» **Exercise requirements**:
Reproduce the records starting at the line containing "green lawn, placing" and ending at the last line of the records, swapping "tree branch" for "tree limb" and leaving everything else unchanged.

◇ ◇ ◇ ◇ ◇

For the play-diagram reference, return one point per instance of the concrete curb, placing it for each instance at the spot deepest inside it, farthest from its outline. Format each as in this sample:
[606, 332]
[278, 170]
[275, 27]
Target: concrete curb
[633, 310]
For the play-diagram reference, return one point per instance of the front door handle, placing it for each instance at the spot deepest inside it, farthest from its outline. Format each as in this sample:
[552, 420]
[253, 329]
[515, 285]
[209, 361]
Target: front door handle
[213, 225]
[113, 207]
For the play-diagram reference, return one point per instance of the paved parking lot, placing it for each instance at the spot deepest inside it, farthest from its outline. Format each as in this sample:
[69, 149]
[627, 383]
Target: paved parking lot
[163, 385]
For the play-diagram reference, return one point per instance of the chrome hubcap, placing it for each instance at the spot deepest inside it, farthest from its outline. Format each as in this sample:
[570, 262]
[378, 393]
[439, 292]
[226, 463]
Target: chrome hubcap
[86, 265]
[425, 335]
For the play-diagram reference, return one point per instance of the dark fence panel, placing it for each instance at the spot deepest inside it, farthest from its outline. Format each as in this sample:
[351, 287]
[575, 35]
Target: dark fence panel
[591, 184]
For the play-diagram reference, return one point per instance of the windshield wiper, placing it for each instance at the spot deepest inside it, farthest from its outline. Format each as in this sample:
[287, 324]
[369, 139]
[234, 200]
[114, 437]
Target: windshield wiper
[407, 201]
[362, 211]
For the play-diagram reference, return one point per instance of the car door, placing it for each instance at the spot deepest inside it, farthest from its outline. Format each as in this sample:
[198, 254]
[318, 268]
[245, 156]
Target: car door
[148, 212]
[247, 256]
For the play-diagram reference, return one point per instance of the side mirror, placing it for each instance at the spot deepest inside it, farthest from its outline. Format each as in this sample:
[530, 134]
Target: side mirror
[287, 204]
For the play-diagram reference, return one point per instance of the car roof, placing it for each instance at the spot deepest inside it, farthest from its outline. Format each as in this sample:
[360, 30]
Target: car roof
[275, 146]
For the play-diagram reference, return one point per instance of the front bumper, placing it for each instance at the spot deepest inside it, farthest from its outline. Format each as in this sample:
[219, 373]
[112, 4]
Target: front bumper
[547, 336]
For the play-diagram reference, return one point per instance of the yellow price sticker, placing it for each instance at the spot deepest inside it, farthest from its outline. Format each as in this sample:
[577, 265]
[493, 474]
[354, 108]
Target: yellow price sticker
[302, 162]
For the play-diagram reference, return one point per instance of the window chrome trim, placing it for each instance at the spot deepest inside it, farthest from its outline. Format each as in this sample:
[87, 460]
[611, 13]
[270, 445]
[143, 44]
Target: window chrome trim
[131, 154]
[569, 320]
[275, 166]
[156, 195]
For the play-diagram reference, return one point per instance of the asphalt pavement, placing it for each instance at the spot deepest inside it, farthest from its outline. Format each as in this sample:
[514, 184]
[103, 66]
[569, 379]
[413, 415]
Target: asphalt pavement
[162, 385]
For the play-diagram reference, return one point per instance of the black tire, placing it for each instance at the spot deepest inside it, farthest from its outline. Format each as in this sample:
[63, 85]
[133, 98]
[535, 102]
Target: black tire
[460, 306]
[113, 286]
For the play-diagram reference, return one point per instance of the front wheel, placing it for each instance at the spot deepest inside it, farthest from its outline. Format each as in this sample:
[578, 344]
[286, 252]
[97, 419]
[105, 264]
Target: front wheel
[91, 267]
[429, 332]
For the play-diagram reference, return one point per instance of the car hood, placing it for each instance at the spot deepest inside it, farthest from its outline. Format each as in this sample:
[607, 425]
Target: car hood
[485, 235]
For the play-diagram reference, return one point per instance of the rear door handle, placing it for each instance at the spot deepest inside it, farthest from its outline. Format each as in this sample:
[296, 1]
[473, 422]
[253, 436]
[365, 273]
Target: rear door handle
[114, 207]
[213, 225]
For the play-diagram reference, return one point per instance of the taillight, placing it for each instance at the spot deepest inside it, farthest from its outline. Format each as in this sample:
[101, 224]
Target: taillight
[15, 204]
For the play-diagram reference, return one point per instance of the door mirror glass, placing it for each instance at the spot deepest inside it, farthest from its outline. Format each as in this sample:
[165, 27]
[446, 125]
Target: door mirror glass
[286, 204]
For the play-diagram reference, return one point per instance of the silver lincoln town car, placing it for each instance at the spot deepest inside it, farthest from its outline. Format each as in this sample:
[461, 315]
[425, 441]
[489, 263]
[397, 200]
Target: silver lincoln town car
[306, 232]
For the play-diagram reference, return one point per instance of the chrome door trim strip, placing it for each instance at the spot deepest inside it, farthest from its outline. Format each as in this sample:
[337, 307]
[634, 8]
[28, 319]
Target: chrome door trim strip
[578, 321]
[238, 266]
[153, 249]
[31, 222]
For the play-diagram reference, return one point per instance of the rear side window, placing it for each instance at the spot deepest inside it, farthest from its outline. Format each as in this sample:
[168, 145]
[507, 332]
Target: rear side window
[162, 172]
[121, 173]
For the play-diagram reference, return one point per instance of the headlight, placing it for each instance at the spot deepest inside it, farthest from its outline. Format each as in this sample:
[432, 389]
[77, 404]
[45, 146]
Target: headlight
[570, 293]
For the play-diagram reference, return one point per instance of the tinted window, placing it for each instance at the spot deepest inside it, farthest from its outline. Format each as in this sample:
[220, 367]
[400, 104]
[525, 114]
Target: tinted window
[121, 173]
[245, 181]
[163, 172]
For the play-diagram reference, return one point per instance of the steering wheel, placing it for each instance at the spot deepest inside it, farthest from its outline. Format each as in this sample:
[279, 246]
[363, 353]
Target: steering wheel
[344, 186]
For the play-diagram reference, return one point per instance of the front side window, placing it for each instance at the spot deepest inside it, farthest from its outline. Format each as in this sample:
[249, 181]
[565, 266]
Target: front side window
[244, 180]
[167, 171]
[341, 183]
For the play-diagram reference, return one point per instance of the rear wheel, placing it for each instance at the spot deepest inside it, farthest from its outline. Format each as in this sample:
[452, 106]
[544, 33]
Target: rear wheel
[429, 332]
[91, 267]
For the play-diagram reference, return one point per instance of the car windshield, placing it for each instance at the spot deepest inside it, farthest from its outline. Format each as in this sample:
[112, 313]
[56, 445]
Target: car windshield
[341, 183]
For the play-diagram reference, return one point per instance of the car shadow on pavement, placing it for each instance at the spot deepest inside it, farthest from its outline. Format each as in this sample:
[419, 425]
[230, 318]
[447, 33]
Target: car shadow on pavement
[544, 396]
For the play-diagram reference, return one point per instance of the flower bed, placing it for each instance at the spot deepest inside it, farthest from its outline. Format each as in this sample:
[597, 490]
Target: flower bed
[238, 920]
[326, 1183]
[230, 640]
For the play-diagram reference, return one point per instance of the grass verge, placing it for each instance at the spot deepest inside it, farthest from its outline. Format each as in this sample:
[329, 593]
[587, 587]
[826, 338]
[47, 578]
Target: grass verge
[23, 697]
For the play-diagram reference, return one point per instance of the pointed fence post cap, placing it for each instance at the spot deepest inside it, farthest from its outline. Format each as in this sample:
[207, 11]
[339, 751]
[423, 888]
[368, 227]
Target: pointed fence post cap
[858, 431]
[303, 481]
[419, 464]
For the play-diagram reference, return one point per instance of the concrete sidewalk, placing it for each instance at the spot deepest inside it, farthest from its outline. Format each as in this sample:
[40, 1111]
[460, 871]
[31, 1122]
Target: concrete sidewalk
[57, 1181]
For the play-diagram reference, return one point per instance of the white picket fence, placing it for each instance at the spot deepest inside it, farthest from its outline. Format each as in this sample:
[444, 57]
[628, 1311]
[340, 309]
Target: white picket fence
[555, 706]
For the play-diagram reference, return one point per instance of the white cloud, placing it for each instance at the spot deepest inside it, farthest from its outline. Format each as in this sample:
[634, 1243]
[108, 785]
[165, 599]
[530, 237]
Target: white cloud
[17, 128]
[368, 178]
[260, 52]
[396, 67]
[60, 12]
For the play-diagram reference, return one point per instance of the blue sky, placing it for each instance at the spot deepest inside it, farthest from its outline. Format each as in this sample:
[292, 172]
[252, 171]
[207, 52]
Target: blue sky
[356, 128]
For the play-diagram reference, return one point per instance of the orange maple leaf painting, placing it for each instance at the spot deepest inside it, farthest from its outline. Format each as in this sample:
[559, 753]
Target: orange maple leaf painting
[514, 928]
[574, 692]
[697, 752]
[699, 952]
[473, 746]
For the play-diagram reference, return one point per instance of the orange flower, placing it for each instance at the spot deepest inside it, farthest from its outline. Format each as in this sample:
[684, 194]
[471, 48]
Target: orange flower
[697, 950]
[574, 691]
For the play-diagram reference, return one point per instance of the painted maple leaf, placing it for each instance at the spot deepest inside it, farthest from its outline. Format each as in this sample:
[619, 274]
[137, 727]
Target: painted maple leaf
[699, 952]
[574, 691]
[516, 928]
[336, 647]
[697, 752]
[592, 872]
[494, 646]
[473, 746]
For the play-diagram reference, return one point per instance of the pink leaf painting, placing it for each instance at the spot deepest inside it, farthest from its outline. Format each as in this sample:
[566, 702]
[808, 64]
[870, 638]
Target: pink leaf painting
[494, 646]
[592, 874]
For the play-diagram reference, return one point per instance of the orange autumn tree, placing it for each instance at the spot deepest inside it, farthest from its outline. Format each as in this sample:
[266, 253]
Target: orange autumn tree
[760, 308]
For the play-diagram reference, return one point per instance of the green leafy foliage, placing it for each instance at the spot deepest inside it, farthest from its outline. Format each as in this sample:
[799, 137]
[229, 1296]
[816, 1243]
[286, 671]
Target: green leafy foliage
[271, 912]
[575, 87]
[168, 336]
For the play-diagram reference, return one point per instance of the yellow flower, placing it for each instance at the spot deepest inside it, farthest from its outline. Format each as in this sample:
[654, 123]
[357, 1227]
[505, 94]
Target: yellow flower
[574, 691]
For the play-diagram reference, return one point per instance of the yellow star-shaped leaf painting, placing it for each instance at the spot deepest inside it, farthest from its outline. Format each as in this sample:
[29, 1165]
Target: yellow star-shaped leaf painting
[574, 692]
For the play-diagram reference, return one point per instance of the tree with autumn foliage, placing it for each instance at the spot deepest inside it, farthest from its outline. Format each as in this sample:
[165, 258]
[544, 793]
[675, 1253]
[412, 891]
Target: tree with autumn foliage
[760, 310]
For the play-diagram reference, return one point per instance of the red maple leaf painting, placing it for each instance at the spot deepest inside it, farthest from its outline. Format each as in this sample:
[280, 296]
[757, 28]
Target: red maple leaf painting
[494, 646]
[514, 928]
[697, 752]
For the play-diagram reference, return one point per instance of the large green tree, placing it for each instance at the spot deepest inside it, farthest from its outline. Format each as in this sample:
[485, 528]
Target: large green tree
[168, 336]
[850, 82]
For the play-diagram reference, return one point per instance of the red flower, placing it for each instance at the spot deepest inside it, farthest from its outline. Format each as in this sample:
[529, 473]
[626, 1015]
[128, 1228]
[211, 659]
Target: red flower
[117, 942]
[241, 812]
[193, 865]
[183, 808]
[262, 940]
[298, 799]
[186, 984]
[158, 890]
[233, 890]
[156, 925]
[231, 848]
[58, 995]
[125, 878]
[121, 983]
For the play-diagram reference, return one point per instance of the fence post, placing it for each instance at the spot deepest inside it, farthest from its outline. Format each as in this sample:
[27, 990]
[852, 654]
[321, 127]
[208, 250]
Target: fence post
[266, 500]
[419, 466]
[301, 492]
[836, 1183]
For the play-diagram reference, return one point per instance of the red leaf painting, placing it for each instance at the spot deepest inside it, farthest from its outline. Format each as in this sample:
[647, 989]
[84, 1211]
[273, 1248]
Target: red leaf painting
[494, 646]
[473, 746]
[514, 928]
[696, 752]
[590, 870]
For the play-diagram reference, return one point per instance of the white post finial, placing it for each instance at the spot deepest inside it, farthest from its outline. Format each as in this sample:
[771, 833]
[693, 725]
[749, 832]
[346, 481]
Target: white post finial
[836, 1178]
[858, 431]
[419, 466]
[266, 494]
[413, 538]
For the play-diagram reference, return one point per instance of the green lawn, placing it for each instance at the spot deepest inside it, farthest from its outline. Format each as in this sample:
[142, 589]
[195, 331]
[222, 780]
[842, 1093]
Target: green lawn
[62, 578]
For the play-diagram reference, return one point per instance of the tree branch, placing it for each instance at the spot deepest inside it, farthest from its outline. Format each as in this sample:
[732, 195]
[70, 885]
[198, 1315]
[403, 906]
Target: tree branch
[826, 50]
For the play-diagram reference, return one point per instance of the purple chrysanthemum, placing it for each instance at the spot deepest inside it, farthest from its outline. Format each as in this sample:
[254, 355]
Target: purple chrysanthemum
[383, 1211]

◇ ◇ ◇ ◇ ◇

» **Complete output**:
For the play-diagram reference, return one point per instance of the green lawn, placing it for each instance at the spot deepest inside it, farthest from its outline. Format each as in this sample:
[142, 589]
[195, 331]
[222, 780]
[842, 1093]
Target: green lawn
[62, 578]
For the play-diagram reference, return one point per instance of the tree limb, placing it for each instance at the spot deepest inside it, farthest from its outline. Format each as in this sample:
[732, 195]
[70, 885]
[198, 1315]
[403, 906]
Target: tree limb
[826, 50]
For the play-diagram reference, return one point per instance of the purple chrysanthemum, placing it for each instance at the spot deepest inside it, farthest from its outline. Format each as in this sample:
[254, 355]
Target: purple chrysanthemum
[383, 1211]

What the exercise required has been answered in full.